» TEXTABSCHNITT:
........
Noch sehe ich den „alten Herrn“, den Herzog! Er saß an jenem Abend, wie er oft pflegte, nicht in der sogenannten Herrschaftsloge, sondern ziemlich in der Mitte des linken Balkons. Als das Gericht begann, erhob er sich, und beide Hände auf die Brüstung stemmend, sah und hörte er, dem furchtbaren Lärm gelassen zu, bei welchem seine Minister, Räte und Hofherren kräftig mitwirkten.

Der unverschämte Mensch, welchem diese allgemeine Kundgebung hauptsächlich galt, war frech genug, sich vorn an die Rampe zu stellen und – beide Hände in die Rocktasche steckend – mit lächelnder Miene die Achseln zu zucken, als wollte er sagen: „Macht’s mit ihr aus, meiner Gebieterin! Mir könnt Ihr nichts anhaben.“ Als jene Dame sich einigermaßen erholt hatte, stand sie auf und verließ schwankenden Schrittes das Haus, welches sich unter lautem Getöse bis auf einige wenige entleerte, vor denen das Stück weiter gespielt wurde. So geschah es im Hoftheater zu Weimar am Montag den 11. März 1822, zwei Tage nachdem die Nachricht von Denys Tode eingetroffen war.
........
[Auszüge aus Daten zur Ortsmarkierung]
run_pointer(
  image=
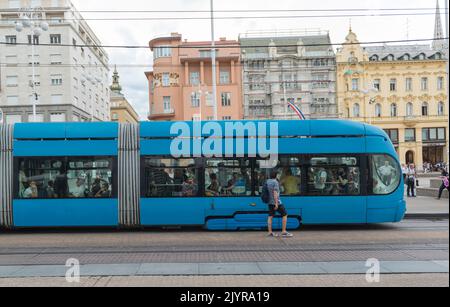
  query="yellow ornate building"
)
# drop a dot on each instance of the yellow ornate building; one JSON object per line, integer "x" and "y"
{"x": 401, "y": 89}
........
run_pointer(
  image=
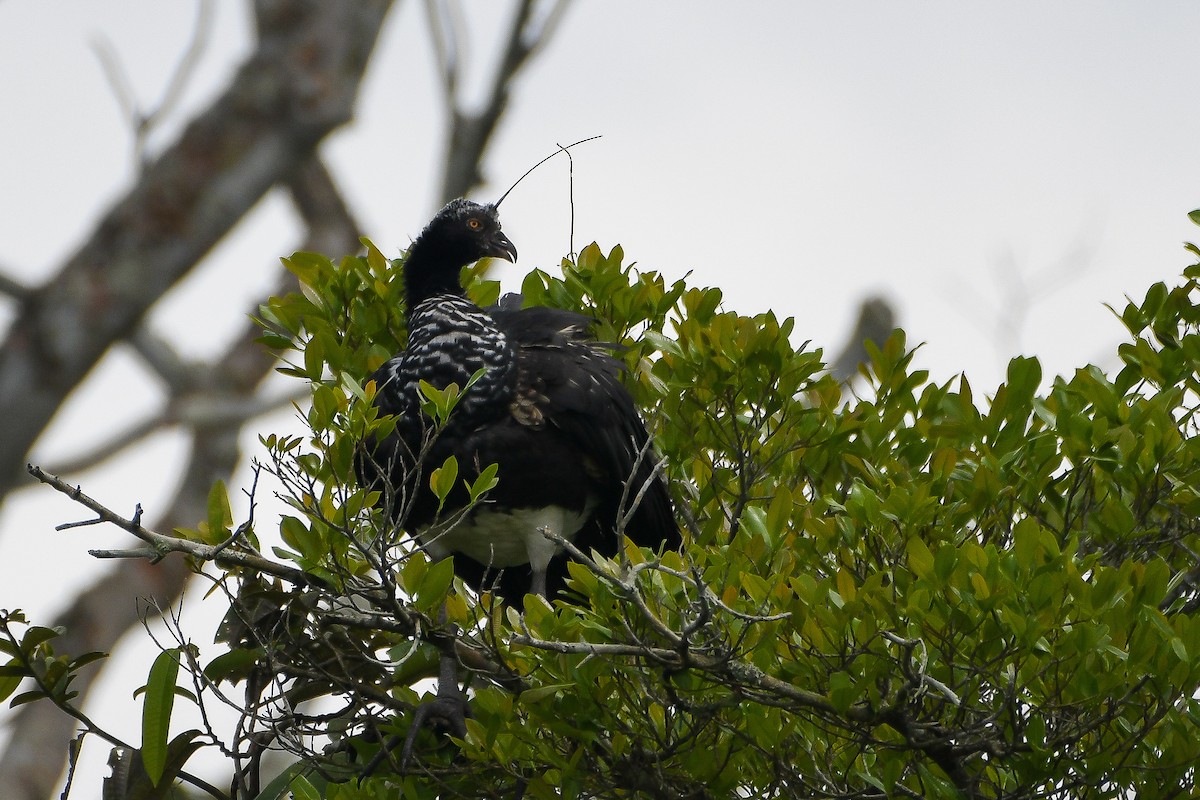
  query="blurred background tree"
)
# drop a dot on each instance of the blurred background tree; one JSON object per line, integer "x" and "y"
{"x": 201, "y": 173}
........
» GEFRAGT IST:
(A) An welchem Tag ereignete sich das im Textabschnitt geschilderte Geschehen im Hoftheater zu Weimar?
(B) Führe jede Zeile der Einträge auf, in der die Zeichenfolge "building" vorkommt.
Der Textabschnitt und die Einträge haben nichts miteinander zu tun.

» ERGEBNISSE NACHEINANDER:
(A) Am Montag, dem 11. März 1822.

(B)
  query="yellow ornate building"
# drop a dot on each instance of the yellow ornate building; one JSON object per line, integer "x" and "y"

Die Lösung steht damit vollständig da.